*Consigne donnée A*
D'après le texte, à quel taux est calculée la taxe que le paragraphe 165(1) impose à l'acquéreur d'une fourniture taxable effectuée au Canada ?

*Texte de référence*
_____
123(1) Les définitions qui suivent s’appliquent à l’article 121, à la présente partie et aux annexes V à X.

 

[...]

 

« fourniture » Sous réserve des articles 133 et 134, livraison de biens ou prestation de services, notamment par vente, transfert, troc, échange, louage, licence, donation ou aliénation.

 

« fourniture taxable » Fourniture effectuée dans le cadre d’une activité commerciale.

 

165(1)  Sous réserve des autres dispositions de la présente partie, l’acquéreur d’une fourniture taxable effectuée au Canada est tenu de payer à Sa Majesté du chef du Canada une taxe calculée au taux de 7 % sur la valeur de la contrepartie de la fourniture.

221(1)  La personne qui effectue une fourniture taxable doit, à titre de mandataire de Sa Majesté du chef du Canada, percevoir la taxe payable par l’acquéreur en vertu de la section II.

 

Eu égard aux dispositions précitées, il s’agit de savoir si les montants en question ont été versés à l’appelant à l’égard de fournitures taxables effectuées au profit de l’agence de voyages.

 

[6]     La preuve et l’argumentation ont été présentées compte tenu du fait que, si l’appelant a reçu les montants en question à titre d’associé de l’agence de voyages, il n’existe aucune obligation de percevoir ou de verser la TPS sur ces montants. Par contre, si les montants en question ont été reçus au titre de commissions pour services rendus à l’agence de voyages, l’appelant devait percevoir la TPS sur ces montants et la verser.

 

La preuve

 

[7]     L’appelant est arrivé au Canada en 1969, en provenance de la Belgique, lorsqu’il avait 23 ans. Il est historien. Depuis son arrivée au Canada, il a obtenu un doctorat en histoire de l’Université York ainsi qu’une maîtrise et un doctorat en sciences politiques de l’Université de Toronto. Au fil des ans, il a enseigné l’histoire à titre de chargé de cours dans les cinq universités ontariennes suivantes : York, Toronto, Guelph, Waterloo et Western. À cause de circonstances sur lesquelles nous reviendrons ci‑dessous, l’appelant a cessé d’enseigner vers l’année 1990. Il a écrit six livres sur des sujets historiques comme la Seconde Guerre mondiale et l’histoire des pays de l’OTAN. La plupart de ses écrits sont postérieurs à l’année 1990.

 

[8]     Le frère de l’appelant, Norbert Pauwels, avait ouvert une agence de voyages à Brantford (Ontario), sous le nom « Pauwels Travel Bureau Limited », appelée l’« agence de voyages » dans les présents motifs. Au cours des années 1970, pendant qu’il étudiait et qu’il était chargé de cours, l’appelant travaillait à temps partiel comme employé salarié de l’agence de voyages. Au cours des années 1980, l’appelant a commencé à planifier et à organiser des circuits touristiques à l’étranger, dans les endroits présentant un intérêt historique où il pouvait lui‑même servir de guide. Étant donné qu’il ne détenait aucun permis l’autorisant à exploiter une agence de voyages, l’appelant a demandé à son frère de faire en sorte que l’agence de voyages prenne toutes les dispositions nécessaires pour les clients qui effectuaient les circuits qu’il planifiait.
_____
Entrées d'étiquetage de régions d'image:
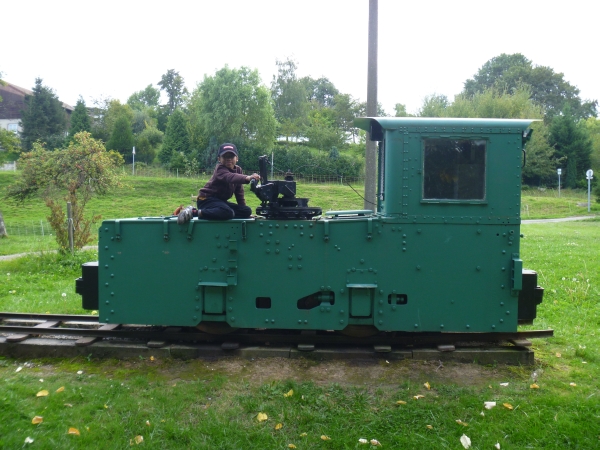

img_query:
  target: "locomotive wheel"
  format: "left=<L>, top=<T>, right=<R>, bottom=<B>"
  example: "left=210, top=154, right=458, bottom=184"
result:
left=196, top=322, right=237, bottom=334
left=340, top=325, right=379, bottom=337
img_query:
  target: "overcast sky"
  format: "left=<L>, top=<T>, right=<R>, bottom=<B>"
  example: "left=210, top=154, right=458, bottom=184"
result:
left=0, top=0, right=600, bottom=115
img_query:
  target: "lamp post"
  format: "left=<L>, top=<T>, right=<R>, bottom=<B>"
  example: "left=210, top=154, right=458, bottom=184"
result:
left=585, top=169, right=594, bottom=212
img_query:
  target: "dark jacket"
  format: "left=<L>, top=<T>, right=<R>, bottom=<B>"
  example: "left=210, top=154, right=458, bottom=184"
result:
left=198, top=163, right=248, bottom=206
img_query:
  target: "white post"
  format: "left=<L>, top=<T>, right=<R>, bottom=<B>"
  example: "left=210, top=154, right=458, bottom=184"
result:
left=585, top=169, right=594, bottom=212
left=67, top=202, right=73, bottom=254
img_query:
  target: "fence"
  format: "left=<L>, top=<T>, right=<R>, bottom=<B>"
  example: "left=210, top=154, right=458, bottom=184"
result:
left=123, top=165, right=365, bottom=186
left=4, top=220, right=52, bottom=237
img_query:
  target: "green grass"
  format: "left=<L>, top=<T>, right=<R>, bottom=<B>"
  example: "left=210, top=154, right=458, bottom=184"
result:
left=0, top=174, right=600, bottom=449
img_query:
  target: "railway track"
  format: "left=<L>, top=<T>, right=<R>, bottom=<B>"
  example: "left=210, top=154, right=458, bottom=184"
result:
left=0, top=313, right=553, bottom=364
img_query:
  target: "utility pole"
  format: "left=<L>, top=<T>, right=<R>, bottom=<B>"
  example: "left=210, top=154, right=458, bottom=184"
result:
left=364, top=0, right=378, bottom=211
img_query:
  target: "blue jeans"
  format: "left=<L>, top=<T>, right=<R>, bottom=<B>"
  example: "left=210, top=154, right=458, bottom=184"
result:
left=197, top=197, right=252, bottom=220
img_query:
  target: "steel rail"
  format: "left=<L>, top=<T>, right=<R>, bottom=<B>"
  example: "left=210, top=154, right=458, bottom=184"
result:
left=0, top=313, right=554, bottom=345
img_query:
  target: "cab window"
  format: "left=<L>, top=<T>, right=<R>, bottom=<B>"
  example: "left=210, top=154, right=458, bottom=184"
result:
left=423, top=139, right=487, bottom=200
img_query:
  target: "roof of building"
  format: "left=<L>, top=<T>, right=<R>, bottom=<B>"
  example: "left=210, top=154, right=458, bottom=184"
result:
left=0, top=81, right=75, bottom=119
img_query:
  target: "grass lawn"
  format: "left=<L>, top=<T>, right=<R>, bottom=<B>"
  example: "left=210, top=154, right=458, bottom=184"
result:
left=0, top=174, right=600, bottom=449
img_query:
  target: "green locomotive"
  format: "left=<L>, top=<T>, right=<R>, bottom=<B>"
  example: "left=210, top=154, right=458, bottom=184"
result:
left=77, top=117, right=543, bottom=332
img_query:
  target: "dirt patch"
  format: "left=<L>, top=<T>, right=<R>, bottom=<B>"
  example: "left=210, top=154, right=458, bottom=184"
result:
left=146, top=358, right=533, bottom=387
left=3, top=357, right=535, bottom=389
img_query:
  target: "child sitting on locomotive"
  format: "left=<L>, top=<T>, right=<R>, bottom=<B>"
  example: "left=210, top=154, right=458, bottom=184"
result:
left=173, top=143, right=260, bottom=224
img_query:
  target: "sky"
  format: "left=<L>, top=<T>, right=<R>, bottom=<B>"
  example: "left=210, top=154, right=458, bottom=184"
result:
left=0, top=0, right=600, bottom=115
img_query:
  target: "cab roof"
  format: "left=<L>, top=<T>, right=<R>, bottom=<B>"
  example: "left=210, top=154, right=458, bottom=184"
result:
left=354, top=117, right=535, bottom=140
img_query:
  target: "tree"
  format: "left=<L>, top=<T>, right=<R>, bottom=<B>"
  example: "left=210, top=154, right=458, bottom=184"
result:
left=548, top=106, right=592, bottom=188
left=394, top=103, right=412, bottom=117
left=135, top=126, right=164, bottom=164
left=21, top=78, right=67, bottom=150
left=158, top=109, right=191, bottom=164
left=333, top=94, right=358, bottom=138
left=585, top=117, right=600, bottom=174
left=190, top=66, right=277, bottom=150
left=69, top=96, right=92, bottom=142
left=300, top=77, right=340, bottom=107
left=442, top=85, right=544, bottom=119
left=106, top=115, right=134, bottom=161
left=418, top=94, right=450, bottom=117
left=127, top=85, right=161, bottom=111
left=6, top=132, right=123, bottom=251
left=157, top=69, right=188, bottom=115
left=522, top=121, right=565, bottom=186
left=271, top=58, right=308, bottom=140
left=463, top=53, right=598, bottom=123
left=303, top=108, right=345, bottom=150
left=0, top=129, right=21, bottom=158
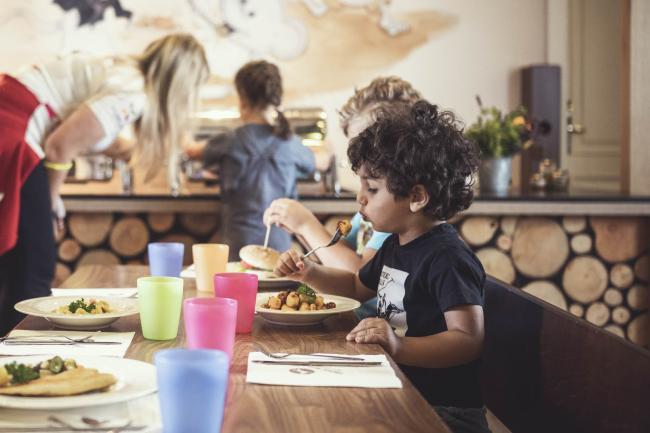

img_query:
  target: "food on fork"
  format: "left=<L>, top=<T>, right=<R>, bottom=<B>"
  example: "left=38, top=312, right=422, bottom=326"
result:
left=239, top=245, right=280, bottom=271
left=336, top=220, right=352, bottom=236
left=262, top=284, right=336, bottom=311
left=0, top=356, right=117, bottom=397
left=53, top=298, right=113, bottom=315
_____
*Consigne donnée B*
Reproduisez fidèlement les lignes des entrées, du début de celles-ci jusqu'à la ligne contenant « left=340, top=325, right=379, bottom=337 », cette dernière incluse. Omettez les images dans votre réponse.

*Réponse attendue A*
Au taux de 7 % sur la valeur de la contrepartie de la fourniture.

*Réponse attendue B*
img_query:
  target: "locomotive wheel"
  format: "left=<L>, top=<T>, right=<R>, bottom=<B>"
  example: "left=210, top=154, right=458, bottom=184"
result:
left=196, top=322, right=237, bottom=334
left=340, top=325, right=379, bottom=337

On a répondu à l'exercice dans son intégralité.